** BEGIN Supplied entries **

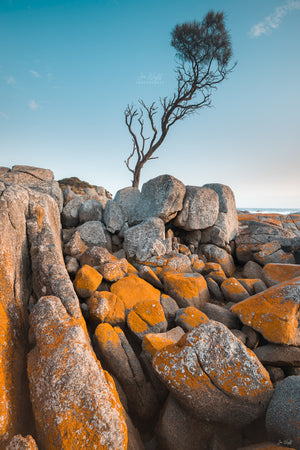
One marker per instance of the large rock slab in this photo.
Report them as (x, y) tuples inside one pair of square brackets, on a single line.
[(68, 388), (212, 374), (266, 240), (273, 312), (15, 287), (225, 228), (94, 233), (283, 414), (200, 209), (188, 289), (34, 178), (132, 290), (145, 239), (49, 274), (160, 197), (279, 273), (128, 199), (115, 351)]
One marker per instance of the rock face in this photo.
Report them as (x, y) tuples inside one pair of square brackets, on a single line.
[(279, 273), (145, 240), (68, 388), (34, 178), (213, 375), (273, 312), (200, 209), (283, 414), (121, 361), (188, 289), (226, 226), (267, 240), (15, 289), (128, 198), (160, 197)]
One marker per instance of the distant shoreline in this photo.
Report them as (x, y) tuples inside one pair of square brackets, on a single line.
[(283, 211)]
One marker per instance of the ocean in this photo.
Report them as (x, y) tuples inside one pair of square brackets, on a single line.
[(271, 210)]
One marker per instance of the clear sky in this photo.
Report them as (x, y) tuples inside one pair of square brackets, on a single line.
[(68, 68)]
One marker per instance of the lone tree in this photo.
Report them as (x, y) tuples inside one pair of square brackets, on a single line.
[(203, 54)]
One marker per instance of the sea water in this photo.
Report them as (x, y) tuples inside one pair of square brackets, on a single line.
[(271, 210)]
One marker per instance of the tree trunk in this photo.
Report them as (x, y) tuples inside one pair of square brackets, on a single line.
[(136, 177)]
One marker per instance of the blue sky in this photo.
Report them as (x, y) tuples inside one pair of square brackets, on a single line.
[(69, 68)]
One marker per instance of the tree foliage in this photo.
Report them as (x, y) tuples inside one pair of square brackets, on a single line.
[(203, 56)]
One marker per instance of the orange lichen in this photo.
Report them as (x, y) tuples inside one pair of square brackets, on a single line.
[(105, 335), (273, 312), (135, 323), (198, 265), (132, 290), (152, 343), (86, 281), (193, 317), (150, 311), (279, 273)]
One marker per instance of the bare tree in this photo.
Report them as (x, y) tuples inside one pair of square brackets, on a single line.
[(203, 55)]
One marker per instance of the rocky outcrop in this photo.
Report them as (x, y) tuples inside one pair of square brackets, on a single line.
[(283, 414), (214, 376), (160, 197), (68, 388)]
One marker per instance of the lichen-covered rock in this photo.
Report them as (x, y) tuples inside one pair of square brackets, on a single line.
[(90, 210), (106, 307), (189, 318), (75, 246), (145, 240), (96, 256), (68, 388), (278, 355), (259, 233), (132, 290), (233, 291), (273, 313), (147, 317), (128, 198), (279, 273), (34, 178), (212, 374), (19, 442), (252, 270), (188, 289), (15, 288), (114, 216), (283, 413), (221, 314), (160, 197), (153, 342), (94, 234), (200, 209), (70, 212), (86, 281), (114, 270), (226, 226), (220, 256), (121, 361)]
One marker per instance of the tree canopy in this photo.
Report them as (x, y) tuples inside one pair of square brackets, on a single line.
[(204, 53)]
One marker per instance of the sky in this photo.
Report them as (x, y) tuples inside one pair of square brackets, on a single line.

** END Supplied entries **

**What is being asked**
Rescale the data beginning at the line that has "One marker per instance of the tree foliage" and stopping after the line that has "[(203, 56)]", giving every line again with the requests included. Multiply each coordinate in the answers by 1.75 and round to whole numbers, halves up, leaving the requests and their format samples unchanged.

**Solution to the exercise**
One marker per instance of the tree foliage in this photo.
Report them as (x, y) tuples inside one pair of square brackets, on a single line.
[(355, 98)]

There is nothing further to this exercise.